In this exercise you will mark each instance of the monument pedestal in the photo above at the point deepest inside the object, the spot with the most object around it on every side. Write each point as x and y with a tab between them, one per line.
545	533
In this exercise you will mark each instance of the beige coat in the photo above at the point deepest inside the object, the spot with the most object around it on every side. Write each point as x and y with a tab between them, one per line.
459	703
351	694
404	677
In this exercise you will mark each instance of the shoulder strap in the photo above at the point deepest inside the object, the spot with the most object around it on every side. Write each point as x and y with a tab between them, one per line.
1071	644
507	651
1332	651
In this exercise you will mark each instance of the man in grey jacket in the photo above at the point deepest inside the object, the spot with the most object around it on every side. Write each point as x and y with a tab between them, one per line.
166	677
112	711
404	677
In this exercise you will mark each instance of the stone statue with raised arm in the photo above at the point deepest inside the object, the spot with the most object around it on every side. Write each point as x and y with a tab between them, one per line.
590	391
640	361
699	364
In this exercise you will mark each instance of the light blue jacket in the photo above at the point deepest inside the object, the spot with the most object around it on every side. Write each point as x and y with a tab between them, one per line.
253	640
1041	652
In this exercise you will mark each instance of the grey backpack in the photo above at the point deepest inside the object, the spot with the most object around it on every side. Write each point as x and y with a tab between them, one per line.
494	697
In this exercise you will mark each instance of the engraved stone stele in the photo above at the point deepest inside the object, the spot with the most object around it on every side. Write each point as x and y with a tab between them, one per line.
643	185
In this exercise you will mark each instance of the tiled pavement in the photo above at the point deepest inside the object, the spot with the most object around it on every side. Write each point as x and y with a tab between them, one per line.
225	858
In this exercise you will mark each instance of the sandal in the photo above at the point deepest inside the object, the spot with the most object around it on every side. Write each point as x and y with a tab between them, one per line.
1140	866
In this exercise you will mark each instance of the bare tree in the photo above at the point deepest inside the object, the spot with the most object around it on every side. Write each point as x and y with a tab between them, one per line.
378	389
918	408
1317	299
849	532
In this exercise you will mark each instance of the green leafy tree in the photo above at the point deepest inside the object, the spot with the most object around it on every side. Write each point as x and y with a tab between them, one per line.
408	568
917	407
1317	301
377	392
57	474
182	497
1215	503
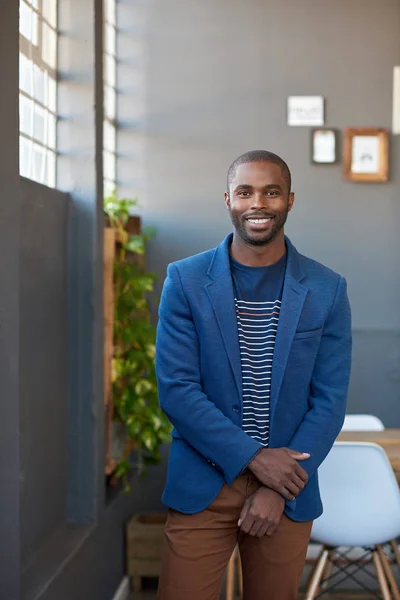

▶ _YOUR GOAL_: Every entry above is to be transcribed exactly, with all pictures left out.

▶ _ANSWER TO THE PROBLEM_:
In this exercise you will mark each instance of the monument pedestal in the photo above at the point deepest inside the object, the spot with the most object around it on every side. Write each point as x and y with a tab between them, one per line.
545	533
In this exercise you will mark each instance of the beige coat in the photo above at the point deepest inside the object, the spot with the most object around it on every side. Write each point as x and y with a tab between them, one per line.
459	703
351	694
404	677
In this exercise you will mark each instance of the shoulder strap in the photo above at the point deepest inside the object, the spot with the most object around it on every side. Write each point as x and y with a tab between them, one per line.
1071	644
507	651
1332	651
In this exercise you will mark each instance of the man in grey jacket in the photo above at the point deepest inside the object, the spot with the most object around it on every side. Write each point as x and y with a tab between them, one per line.
166	677
112	711
404	677
In this exercise you will mark each instance of the stone statue with raised arm in the photo above at the point deepest inside the object, the spot with the most object around it on every side. Write each point as x and y with a tab between them, one per line.
590	391
640	361
699	364
In this exercise you will mark each instance of the light blue jacket in the photo above at the point deepest inside the object, the spot with the most object around it on every side. Write each point as x and y with a tab between them, one per line.
253	640
1041	652
In this exercise you will mark each instance of the grey backpack in the photo above at the point deepest inside the object, the spot with the most object around it on every side. Write each point as x and y with a tab between them, one per line.
494	697
In this exercise you will mark each instance of the engraved stone stele in the photo above at the point deepest inside the object, the spot with the most object around it on every side. Write each point as x and y with a tab between them, one per line.
643	185
In this exercise you will mark each instance of the tiled pavement in the photo above at the point deepest inside the object, the spot with the most object around it on every side. Write each point as x and y with a tab between them, one per line.
225	858
In this exercise you will mark each instance of the sandal in the photo above at the point deepest inside the object, the spot with the most object around it on every side. Write each point as x and y with a tab between them, one per line.
1140	866
In this exercise you will mark each instance of the bare tree in the photo above at the point deepest inside the object, the spot with the most object around it on every side. Write each point as x and y with a tab between them, one per line.
378	389
918	408
1317	299
849	532
In this exercise you will mark each instance of the green leafy tree in the photo above at the point deepest inside the object, the spot with the most object around it on every side. Write each point as x and y with a tab between them, one per line.
408	568
917	407
1317	301
377	392
57	474
182	497
1215	503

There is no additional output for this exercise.